Content starts

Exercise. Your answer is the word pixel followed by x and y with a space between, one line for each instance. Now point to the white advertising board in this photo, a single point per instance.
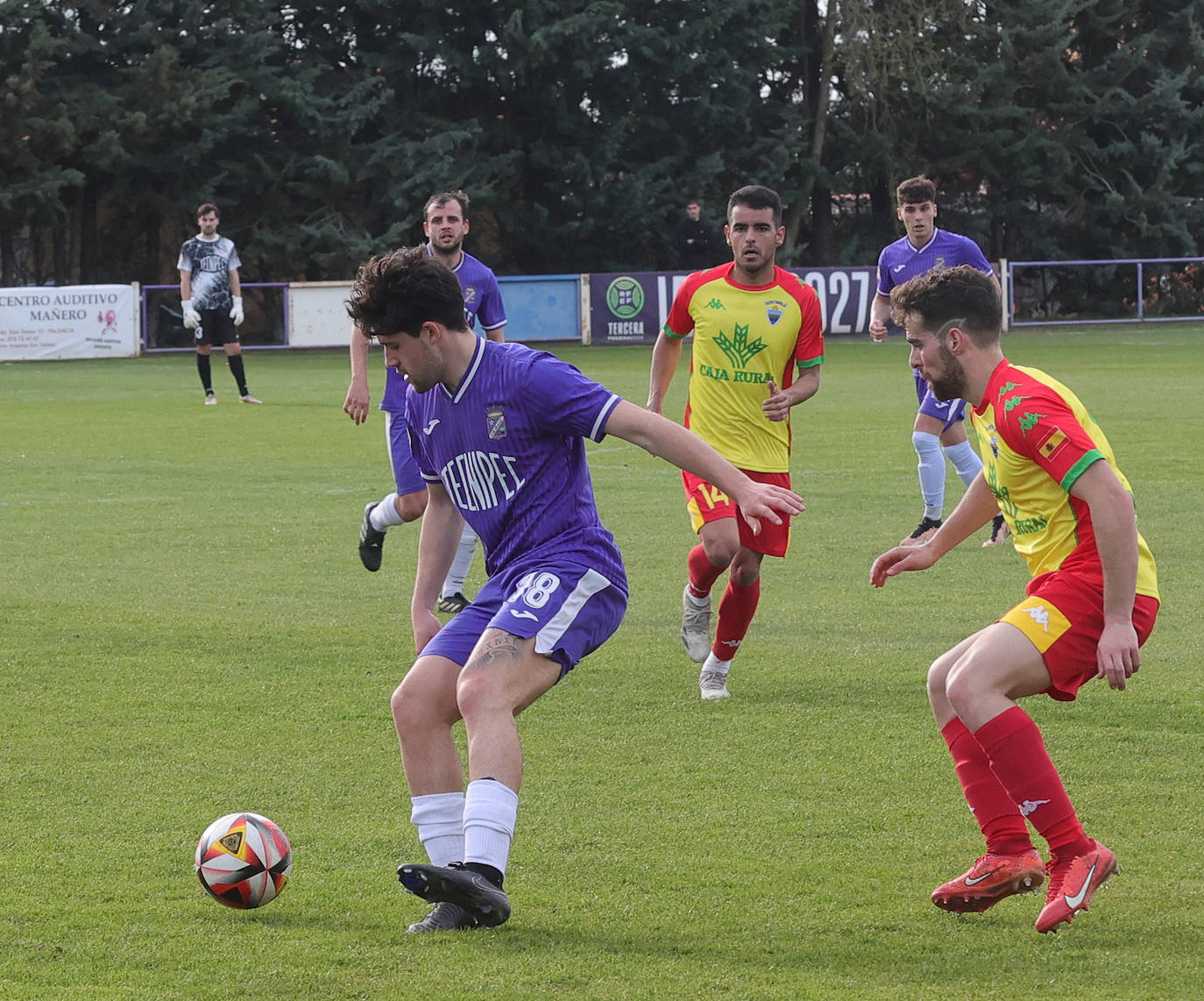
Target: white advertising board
pixel 42 322
pixel 318 315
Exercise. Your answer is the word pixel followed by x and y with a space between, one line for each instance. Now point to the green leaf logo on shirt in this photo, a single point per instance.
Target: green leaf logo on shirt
pixel 738 348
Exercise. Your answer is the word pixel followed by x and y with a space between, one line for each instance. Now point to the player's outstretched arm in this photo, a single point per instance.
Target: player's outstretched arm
pixel 359 399
pixel 1117 656
pixel 666 356
pixel 975 508
pixel 437 541
pixel 779 401
pixel 669 441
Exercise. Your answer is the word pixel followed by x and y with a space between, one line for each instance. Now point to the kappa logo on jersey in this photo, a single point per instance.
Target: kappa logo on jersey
pixel 1040 615
pixel 738 348
pixel 495 419
pixel 1052 443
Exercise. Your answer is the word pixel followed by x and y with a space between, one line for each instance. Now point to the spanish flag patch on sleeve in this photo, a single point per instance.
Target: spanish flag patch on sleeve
pixel 1052 444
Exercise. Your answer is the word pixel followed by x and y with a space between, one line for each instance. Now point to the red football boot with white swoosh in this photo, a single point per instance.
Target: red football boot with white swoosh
pixel 1073 884
pixel 988 881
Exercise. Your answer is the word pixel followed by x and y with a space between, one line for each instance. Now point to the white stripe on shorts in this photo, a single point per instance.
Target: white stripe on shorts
pixel 548 637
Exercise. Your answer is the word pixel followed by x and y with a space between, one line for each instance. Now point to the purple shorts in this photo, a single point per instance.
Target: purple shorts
pixel 569 608
pixel 949 412
pixel 401 456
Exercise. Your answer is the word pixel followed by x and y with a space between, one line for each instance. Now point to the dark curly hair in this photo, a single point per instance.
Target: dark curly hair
pixel 396 293
pixel 961 295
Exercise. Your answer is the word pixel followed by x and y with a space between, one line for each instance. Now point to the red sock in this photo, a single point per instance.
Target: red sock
pixel 736 610
pixel 702 571
pixel 1002 824
pixel 1016 752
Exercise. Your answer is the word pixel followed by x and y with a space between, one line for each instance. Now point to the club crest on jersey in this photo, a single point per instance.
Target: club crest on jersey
pixel 994 441
pixel 495 421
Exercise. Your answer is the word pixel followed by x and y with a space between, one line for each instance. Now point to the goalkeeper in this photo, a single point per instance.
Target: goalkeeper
pixel 211 300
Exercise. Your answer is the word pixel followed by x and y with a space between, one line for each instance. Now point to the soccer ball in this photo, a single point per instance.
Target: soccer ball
pixel 244 860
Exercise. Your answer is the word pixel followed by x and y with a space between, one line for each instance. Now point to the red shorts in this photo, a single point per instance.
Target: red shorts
pixel 707 502
pixel 1063 617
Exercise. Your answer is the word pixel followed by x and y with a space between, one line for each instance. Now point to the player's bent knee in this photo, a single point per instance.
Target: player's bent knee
pixel 411 506
pixel 965 689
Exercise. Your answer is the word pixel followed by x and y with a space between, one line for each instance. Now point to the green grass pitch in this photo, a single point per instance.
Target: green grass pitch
pixel 186 630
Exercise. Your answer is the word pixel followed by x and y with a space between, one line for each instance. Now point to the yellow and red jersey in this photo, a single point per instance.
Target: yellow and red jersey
pixel 744 337
pixel 1037 438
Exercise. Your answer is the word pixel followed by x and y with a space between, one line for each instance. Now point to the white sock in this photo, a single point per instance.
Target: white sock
pixel 966 460
pixel 386 515
pixel 440 821
pixel 490 811
pixel 461 564
pixel 932 472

Content ends

— Task objective —
With the pictures omitted, give every line above again exactly.

— Response below —
Exercise. Your answer is the word pixel followed by x and y with a space between, one line for each instance. Now point to the white advertising board in this photo, a single point per instance.
Target: white advertising board
pixel 42 322
pixel 318 315
Exercise. Your answer is the word pixel followed by x and y with a space between, one line for each instance. Now point to the green leaf logo on shirt in this photo, a single point per instance.
Target: green leaf logo on shirt
pixel 738 348
Exercise. Your answer is the word pixel followed by x and y with a space between, one line for each instance. Now point to the player's outstretched arm in this photo, a single point per instance.
Target: player's outstretched arm
pixel 359 399
pixel 1117 656
pixel 666 356
pixel 975 508
pixel 437 541
pixel 779 401
pixel 669 441
Exercise. Your answer is the word pixel followed by x and y with a space between, one line for each instance. Now point to the kappa logo on jersey in this photo, a single point per instance.
Target: kappa logo on jersey
pixel 1040 615
pixel 738 348
pixel 495 419
pixel 1052 443
Exercise. Your answer is the word pixel followed by x and y with a space between, one line for each instance. Now point to the spanish flag patch on sleeve in this photo, a single point per instance.
Target: spanish flag patch on sleeve
pixel 1052 444
Exercise. Your answer is the word pixel followed by x and y with a space between, one line for each instance. Now point to the red football boot with white swoosh in this photo, a single point per instance.
Target: red football boot with white swoosh
pixel 1073 884
pixel 988 881
Exercise. Your answer is the word pixel followed by x and y with a space between, one line for each instance. Now point to the white stripe on shorts in this photo, a single point per instance.
Target: white stripe on shorts
pixel 548 637
Exercise. Your answer is the word pixel followed by x and y with a space between, one line for each instance. Now point to the purple shorts in this photo, a single point per instance.
Target: purple shorts
pixel 569 608
pixel 949 412
pixel 401 456
Exercise. Your answer is the word pixel followed by x and y with a space between, one line for each instance. Now point to the dark curly hair in this photo, a single point per instance.
Target: dark curly hair
pixel 396 293
pixel 961 295
Exercise. Your answer is the word pixel followed by x and y with a space between, one line for each instance. Now point to the red sock in this photo, a single point per instance.
Target: red sock
pixel 736 610
pixel 702 571
pixel 1002 824
pixel 1016 752
Exercise. Your answer is the word pixel followed by x and y with a space between, one line for each instance. Now point to the club crest on jersey in this photo, a single point per instance.
Target: club crest on jersey
pixel 994 441
pixel 495 421
Exercise. Your answer is the word pixel followed by x and y with a space between, one line for each instance. Now point to the goalkeeper in this photo, a single point per instance.
Target: goalkeeper
pixel 211 300
Exercise. Your answer is the word pixel followed by x and y with a space between, one line for each instance. Now point to the soccer ball in this photo, a single point per instance.
Target: soccer ball
pixel 244 860
Exercise. Your answer is the word pixel followed by x and y with a space between, one line for each instance. Now point to the red shorts in this photo, a single point per instance.
Target: red shorts
pixel 707 502
pixel 1063 617
Exercise. Your answer is the word pixel followed by x and y with a space between, one line for each instance. Now point to the player's bent knee in this photo, a single point per instance.
Target: player's bent knee
pixel 411 506
pixel 965 689
Exercise. Your answer is the word pixel followed by x and y with a space between, one line for each instance. Now point to the green grass pitch in this photo, a single point per instance.
Target: green grass pitch
pixel 186 630
Exercise. Your answer is the word pixel followed by x and y with a space between, one line for each instance. Now point to the yellow and red jersey in this photo, a single point per instance.
Target: yellow and red jersey
pixel 744 337
pixel 1037 438
Exercise. Your answer is the word pixel followed by x and y with a space between, one line for each instance. Now point to the white sock in this photo, a single point per instance.
Target: white sock
pixel 966 460
pixel 386 515
pixel 440 821
pixel 490 811
pixel 461 564
pixel 932 472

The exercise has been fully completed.